What is expected
Output the full listing word for word.

-- START Supplied material --

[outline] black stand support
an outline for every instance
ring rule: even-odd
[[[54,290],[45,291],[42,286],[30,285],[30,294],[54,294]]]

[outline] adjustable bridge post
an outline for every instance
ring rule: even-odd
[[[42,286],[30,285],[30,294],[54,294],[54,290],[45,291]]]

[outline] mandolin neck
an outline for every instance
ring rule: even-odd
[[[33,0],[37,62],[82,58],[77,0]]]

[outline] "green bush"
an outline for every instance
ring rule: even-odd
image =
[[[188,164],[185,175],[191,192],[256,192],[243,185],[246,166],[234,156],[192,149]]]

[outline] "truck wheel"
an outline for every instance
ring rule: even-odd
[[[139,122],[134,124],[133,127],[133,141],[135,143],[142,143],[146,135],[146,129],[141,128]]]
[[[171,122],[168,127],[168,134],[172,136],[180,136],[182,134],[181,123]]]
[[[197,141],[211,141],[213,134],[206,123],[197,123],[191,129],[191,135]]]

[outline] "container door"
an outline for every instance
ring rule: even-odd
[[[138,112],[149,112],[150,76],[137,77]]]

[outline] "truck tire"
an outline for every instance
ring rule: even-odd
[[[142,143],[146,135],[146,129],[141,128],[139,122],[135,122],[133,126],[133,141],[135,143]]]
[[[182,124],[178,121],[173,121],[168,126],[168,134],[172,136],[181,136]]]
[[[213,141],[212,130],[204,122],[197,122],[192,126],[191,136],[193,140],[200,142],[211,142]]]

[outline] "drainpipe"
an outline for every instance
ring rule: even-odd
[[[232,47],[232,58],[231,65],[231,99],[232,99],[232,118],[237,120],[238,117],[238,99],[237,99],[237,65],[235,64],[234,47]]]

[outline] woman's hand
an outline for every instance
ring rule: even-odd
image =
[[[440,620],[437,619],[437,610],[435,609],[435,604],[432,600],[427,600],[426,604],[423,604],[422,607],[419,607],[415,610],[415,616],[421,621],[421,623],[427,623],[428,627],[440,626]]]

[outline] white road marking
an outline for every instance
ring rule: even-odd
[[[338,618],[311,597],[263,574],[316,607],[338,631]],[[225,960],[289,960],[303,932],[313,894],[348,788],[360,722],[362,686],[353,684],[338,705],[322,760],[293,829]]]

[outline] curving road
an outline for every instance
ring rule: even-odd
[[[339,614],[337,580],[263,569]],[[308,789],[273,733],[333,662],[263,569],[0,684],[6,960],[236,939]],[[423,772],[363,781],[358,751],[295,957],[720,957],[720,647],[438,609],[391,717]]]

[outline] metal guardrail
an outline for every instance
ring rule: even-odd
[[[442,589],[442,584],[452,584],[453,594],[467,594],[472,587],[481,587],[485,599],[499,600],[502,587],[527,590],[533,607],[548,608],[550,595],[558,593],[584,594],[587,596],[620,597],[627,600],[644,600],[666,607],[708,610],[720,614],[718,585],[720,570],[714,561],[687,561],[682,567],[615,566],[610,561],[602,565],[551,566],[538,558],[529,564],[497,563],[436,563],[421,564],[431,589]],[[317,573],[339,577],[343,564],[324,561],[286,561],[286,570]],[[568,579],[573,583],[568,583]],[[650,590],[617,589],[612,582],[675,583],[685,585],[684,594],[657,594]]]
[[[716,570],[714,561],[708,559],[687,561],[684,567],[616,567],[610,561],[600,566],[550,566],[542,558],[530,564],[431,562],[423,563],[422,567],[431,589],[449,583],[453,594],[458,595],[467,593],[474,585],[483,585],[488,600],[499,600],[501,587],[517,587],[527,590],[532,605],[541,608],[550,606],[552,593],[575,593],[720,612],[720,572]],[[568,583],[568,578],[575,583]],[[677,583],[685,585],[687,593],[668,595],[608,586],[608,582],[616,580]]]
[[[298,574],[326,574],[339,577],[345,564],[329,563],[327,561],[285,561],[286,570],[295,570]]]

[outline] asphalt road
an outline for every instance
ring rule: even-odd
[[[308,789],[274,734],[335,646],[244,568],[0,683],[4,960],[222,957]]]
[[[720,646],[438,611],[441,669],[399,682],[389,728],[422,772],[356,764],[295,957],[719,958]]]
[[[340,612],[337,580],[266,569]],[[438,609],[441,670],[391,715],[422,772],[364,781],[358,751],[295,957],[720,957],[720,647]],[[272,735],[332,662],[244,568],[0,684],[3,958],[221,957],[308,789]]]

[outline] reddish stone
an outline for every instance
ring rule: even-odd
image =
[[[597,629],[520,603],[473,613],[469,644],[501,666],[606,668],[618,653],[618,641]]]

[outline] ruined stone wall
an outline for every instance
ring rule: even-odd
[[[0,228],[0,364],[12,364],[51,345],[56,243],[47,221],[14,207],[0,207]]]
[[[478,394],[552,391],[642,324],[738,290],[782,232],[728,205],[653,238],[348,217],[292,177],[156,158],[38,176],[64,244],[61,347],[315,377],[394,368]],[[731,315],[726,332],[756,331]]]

-- END Supplied material --

Answer to the exercise
[outline] black stand support
an outline for every instance
ring rule: even-odd
[[[54,290],[45,291],[42,286],[30,285],[30,294],[54,294]]]

[outline] adjustable bridge post
an outline for every instance
ring rule: even-odd
[[[42,286],[30,285],[30,294],[54,294],[54,290],[45,291]]]

[outline] mandolin neck
an outline for every instance
ring rule: even-odd
[[[33,0],[37,62],[82,58],[77,0]]]

[outline] "green bush"
an outline for every instance
ring rule: even-odd
image =
[[[188,164],[185,175],[191,192],[256,192],[243,185],[246,166],[234,156],[192,149]]]

[outline] "truck wheel"
an outline for every instance
ring rule: even-odd
[[[139,122],[134,124],[133,127],[133,141],[135,143],[142,143],[146,135],[146,129],[141,128]]]
[[[171,122],[168,127],[168,134],[172,136],[180,136],[182,134],[181,123]]]
[[[197,141],[211,141],[213,134],[206,123],[197,123],[191,129],[191,135]]]

[outline] "container door"
an outline for every instance
ring rule: even-odd
[[[138,112],[149,112],[150,76],[137,77]]]

[outline] "truck tire"
an outline for every instance
ring rule: even-odd
[[[142,143],[146,135],[146,129],[141,128],[139,122],[135,122],[133,126],[133,141],[135,143]]]
[[[182,124],[178,121],[173,121],[168,126],[168,134],[172,136],[181,136]]]
[[[213,141],[212,130],[204,122],[197,122],[192,126],[191,136],[193,140],[200,142],[211,142]]]

[outline] "drainpipe"
an outline for every instance
ring rule: even-odd
[[[232,47],[232,58],[231,65],[231,99],[232,99],[232,118],[237,120],[238,117],[238,99],[237,99],[237,65],[235,64],[234,47]]]

[outline] woman's hand
an outline for every instance
ring rule: even-odd
image =
[[[440,620],[437,619],[437,610],[435,609],[435,604],[432,600],[427,600],[426,604],[423,604],[422,607],[419,607],[415,610],[415,616],[421,621],[421,623],[427,623],[428,627],[440,626]]]

[outline] white road marking
an outline for every instance
ring rule: even-odd
[[[338,618],[311,597],[263,574],[316,607],[338,631]],[[225,960],[289,960],[303,932],[313,894],[348,788],[360,722],[362,686],[353,684],[338,705],[322,760],[293,829]]]

[outline] curving road
an outline for every instance
ring rule: even-odd
[[[339,614],[337,580],[263,569]],[[308,789],[273,733],[333,662],[263,569],[0,684],[6,960],[236,939]],[[423,772],[363,781],[358,751],[295,957],[720,957],[720,647],[438,609],[391,717]]]

[outline] metal guardrail
an outline for every instance
ring rule: even-odd
[[[442,589],[442,584],[452,584],[453,594],[467,594],[472,587],[481,587],[485,599],[499,600],[502,587],[527,590],[533,607],[548,608],[550,595],[558,593],[584,594],[587,596],[620,597],[627,600],[644,600],[666,607],[708,610],[720,614],[718,585],[720,570],[714,561],[687,561],[682,567],[615,566],[610,561],[602,565],[551,566],[538,558],[529,564],[497,563],[436,563],[421,564],[431,589]],[[317,573],[339,577],[343,564],[324,561],[286,561],[286,570]],[[568,579],[573,583],[568,583]],[[650,590],[617,589],[612,582],[675,583],[685,585],[684,594],[657,594]]]
[[[716,570],[714,561],[708,559],[687,561],[684,567],[616,567],[610,561],[600,566],[550,566],[542,558],[530,564],[431,562],[423,563],[422,567],[431,589],[449,583],[453,594],[458,595],[467,593],[474,585],[483,585],[488,600],[499,600],[501,587],[517,587],[527,590],[532,605],[541,608],[550,606],[552,593],[575,593],[720,612],[720,572]],[[568,583],[568,578],[575,583]],[[677,583],[685,585],[687,593],[668,595],[608,586],[608,582],[616,580]]]
[[[298,574],[326,574],[339,577],[345,564],[329,563],[327,561],[285,561],[286,570],[295,570]]]

[outline] asphalt road
an outline for every instance
ring rule: even-odd
[[[308,789],[274,734],[335,646],[244,568],[0,683],[4,960],[222,957]]]
[[[720,646],[438,611],[441,669],[399,682],[389,728],[422,772],[356,764],[295,957],[719,958]]]
[[[340,612],[337,580],[266,569]],[[438,609],[441,670],[391,715],[422,772],[364,781],[358,751],[295,957],[720,957],[720,647]],[[272,735],[332,662],[244,568],[0,684],[3,958],[221,957],[308,789]]]

[outline] reddish stone
an outline for every instance
ring rule: even-odd
image =
[[[597,629],[520,603],[473,613],[469,644],[501,666],[606,668],[618,653],[618,641]]]

[outline] ruined stone wall
an outline for every instance
ring rule: even-odd
[[[0,228],[0,364],[12,364],[51,345],[56,243],[47,221],[14,207],[0,207]]]
[[[478,394],[552,391],[642,324],[738,290],[782,232],[728,205],[653,238],[348,217],[292,177],[156,158],[38,176],[64,244],[61,347],[315,377],[394,368]],[[731,315],[726,332],[756,331]]]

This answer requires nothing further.